* begin Information given *

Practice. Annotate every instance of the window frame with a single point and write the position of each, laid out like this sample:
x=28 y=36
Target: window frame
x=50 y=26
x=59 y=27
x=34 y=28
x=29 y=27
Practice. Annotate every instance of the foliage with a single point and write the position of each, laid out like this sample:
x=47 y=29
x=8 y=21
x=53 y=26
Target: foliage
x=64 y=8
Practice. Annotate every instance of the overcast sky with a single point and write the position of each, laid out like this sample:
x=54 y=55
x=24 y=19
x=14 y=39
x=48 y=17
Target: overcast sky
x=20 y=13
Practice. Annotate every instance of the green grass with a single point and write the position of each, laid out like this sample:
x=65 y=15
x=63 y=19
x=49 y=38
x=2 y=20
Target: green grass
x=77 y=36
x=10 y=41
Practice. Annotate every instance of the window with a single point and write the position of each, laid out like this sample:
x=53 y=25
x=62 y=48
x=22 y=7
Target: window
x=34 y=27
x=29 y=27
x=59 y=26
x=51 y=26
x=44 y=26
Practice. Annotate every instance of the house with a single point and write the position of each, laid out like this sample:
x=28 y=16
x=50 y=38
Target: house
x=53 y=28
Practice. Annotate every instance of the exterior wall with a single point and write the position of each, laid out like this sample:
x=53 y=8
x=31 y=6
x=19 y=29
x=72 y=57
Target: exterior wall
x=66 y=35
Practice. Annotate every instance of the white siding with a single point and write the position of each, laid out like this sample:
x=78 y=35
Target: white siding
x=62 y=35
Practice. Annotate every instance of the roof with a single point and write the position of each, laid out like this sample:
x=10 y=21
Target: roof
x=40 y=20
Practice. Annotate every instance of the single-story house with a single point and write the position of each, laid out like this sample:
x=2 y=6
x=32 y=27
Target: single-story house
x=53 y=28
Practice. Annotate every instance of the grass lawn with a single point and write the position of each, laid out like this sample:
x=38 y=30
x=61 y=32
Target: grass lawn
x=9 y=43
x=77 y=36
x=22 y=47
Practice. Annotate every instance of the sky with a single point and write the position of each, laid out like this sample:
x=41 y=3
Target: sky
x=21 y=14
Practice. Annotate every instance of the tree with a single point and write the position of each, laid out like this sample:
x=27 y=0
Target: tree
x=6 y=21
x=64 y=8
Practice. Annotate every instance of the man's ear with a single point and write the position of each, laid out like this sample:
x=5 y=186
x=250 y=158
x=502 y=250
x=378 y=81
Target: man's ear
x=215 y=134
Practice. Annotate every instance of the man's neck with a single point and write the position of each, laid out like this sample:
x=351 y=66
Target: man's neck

* end Information given *

● **Challenge**: In the listing above, find the line with "Practice. Annotate every instance of the white" and set down that line and all after it exactly, through the final line.

● **Result**:
Practice. Annotate every instance of the white siding with a single point and write the position of each, laid out like this sample:
x=78 y=35
Target: white siding
x=62 y=35
Practice. Annotate every instance of the roof with a single point and write the position of each, laid out like this sample:
x=10 y=21
Target: roof
x=40 y=20
Practice. Annotate every instance of the single-story house with a single point and write the position of each, laid out like this sample:
x=2 y=6
x=32 y=27
Target: single-story house
x=53 y=28
Practice. Annotate every instance of the grass lawn with a single point and write the position of each, laid out like this sample:
x=38 y=30
x=61 y=32
Target: grass lawn
x=9 y=43
x=77 y=36
x=22 y=47
Practice. Annotate every instance of the sky with a single point and write the position of each, laid out like this sample:
x=41 y=3
Target: sky
x=21 y=14
Practice. Annotate every instance of the tree with a single point and write the position of each, laid out like this sample:
x=27 y=0
Target: tree
x=6 y=21
x=64 y=8
Practice. Annotate every instance of the man's ear with a single point and write the position of each, laid out like this sample:
x=5 y=186
x=250 y=158
x=502 y=250
x=378 y=81
Target: man's ear
x=215 y=134
Practice. Annotate every instance of the man's neck with a single point and write the position of each, laid out like this sample:
x=351 y=66
Target: man's neck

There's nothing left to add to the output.